#### PROBLEM DESCRIPTION
Reproduce all entries verbatim, with nothing added or dropped.
* * * *
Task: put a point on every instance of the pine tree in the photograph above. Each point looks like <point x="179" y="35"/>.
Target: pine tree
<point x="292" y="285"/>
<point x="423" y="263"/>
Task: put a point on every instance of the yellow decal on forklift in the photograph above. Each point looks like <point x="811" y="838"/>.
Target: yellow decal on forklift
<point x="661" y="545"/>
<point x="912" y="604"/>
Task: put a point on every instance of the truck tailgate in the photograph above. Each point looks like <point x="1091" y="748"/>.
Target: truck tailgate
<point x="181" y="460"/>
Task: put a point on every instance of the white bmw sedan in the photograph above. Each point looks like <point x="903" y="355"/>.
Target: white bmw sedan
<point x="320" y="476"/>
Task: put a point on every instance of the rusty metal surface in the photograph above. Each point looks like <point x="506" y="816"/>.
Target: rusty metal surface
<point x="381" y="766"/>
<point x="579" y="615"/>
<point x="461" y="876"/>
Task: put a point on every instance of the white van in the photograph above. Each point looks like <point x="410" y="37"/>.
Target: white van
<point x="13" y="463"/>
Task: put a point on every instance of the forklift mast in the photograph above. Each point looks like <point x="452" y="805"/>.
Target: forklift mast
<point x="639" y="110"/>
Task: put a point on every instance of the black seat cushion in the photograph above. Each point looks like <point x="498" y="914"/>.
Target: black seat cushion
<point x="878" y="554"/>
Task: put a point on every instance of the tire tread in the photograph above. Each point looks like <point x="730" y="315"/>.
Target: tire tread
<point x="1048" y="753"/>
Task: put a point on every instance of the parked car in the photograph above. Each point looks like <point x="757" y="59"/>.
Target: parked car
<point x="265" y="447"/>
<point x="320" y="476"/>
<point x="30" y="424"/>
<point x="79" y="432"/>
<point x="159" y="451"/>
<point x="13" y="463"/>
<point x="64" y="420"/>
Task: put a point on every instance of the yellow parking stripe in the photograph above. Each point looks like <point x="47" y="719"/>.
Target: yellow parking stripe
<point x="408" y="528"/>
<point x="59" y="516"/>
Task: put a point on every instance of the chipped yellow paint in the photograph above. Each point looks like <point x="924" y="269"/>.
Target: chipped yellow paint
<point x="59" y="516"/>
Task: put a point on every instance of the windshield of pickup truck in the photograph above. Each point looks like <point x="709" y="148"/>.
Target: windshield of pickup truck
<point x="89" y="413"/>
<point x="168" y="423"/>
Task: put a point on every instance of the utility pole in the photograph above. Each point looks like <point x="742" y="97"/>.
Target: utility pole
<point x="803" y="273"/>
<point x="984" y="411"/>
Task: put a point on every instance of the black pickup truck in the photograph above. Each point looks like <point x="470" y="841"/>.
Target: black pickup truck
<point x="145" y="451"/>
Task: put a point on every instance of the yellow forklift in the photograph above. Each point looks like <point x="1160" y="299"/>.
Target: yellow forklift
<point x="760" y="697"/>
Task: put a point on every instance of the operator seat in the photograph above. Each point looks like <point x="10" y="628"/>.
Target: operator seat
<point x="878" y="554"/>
* * * *
#### OUTPUT OF THE TASK
Task: put a point on every instance of the pine tree in the photograph above. Each point looks like <point x="179" y="35"/>.
Target: pine tree
<point x="292" y="285"/>
<point x="423" y="263"/>
Task: put a point on every instance of the yellow decal on forklift in the photograph above. Each point looks like <point x="811" y="838"/>.
Target: yellow decal on forklift
<point x="661" y="545"/>
<point x="912" y="604"/>
Task: put a point on every instance of the truck tailgate in the photograph above. Each point looks like <point x="1091" y="748"/>.
Target: truck tailgate
<point x="181" y="460"/>
Task: put a point on every instance of the white bmw sedan in the photograph above. Each point looks like <point x="903" y="355"/>.
Target: white bmw sedan
<point x="320" y="476"/>
Task: put a point on every instance of the rusty metal surface in the photograph above. Each point looks like <point x="506" y="816"/>.
Target: rusty metal surface
<point x="381" y="766"/>
<point x="579" y="615"/>
<point x="461" y="876"/>
Task: put a point on every instance of the white van in the photograph above. Each point looks like <point x="410" y="37"/>.
Target: white van
<point x="13" y="463"/>
Task: put a point on every instance of the forklift mast in the photograph above. Each point looks like <point x="452" y="805"/>.
Target: forklift mast
<point x="639" y="110"/>
Task: put a point on every instance of the black seat cushion in the photograph above. Each point looks like <point x="498" y="914"/>.
Target: black seat cushion
<point x="878" y="554"/>
Task: put a point on every instance of the tire tread in the photograph above. Each point looks like <point x="730" y="315"/>.
Target: tire tread
<point x="1048" y="753"/>
Task: put a point on every instance of the parked car in the photograph above. Each point looks like <point x="757" y="59"/>.
Target: parked car
<point x="265" y="447"/>
<point x="320" y="476"/>
<point x="30" y="424"/>
<point x="79" y="432"/>
<point x="159" y="451"/>
<point x="13" y="463"/>
<point x="64" y="420"/>
Task: put a point on every instance of the yellow parking stripe in the photograph above. Each point looks like <point x="47" y="719"/>.
Target: yellow parking stripe
<point x="408" y="528"/>
<point x="59" y="516"/>
Task: put a point on every instance of the chipped yellow paint in the photograph above. Each point looks like <point x="924" y="269"/>.
Target: chipped yellow paint
<point x="59" y="516"/>
Task: put a point on every instance of the windshield of pickup truck in the photograph above. Each point looks like <point x="709" y="148"/>.
Target: windshield of pickup truck
<point x="89" y="413"/>
<point x="168" y="423"/>
Task: put a point on every instance of the utility pole in the photograph above. Each point looks like <point x="742" y="97"/>.
Target: utility pole
<point x="803" y="273"/>
<point x="984" y="411"/>
Task: put a point on every instance of the black pickup truck in the photograph above. Each point looks like <point x="470" y="841"/>.
Target: black pickup truck
<point x="145" y="451"/>
Task: put a point on every instance of the yellow forklift in the photograph above. Each point looks like <point x="1160" y="299"/>.
Target: yellow forklift
<point x="760" y="697"/>
Task: put a point on every instance of the operator seat in the photograph above. Each point looks like <point x="10" y="628"/>.
Target: operator seat
<point x="878" y="554"/>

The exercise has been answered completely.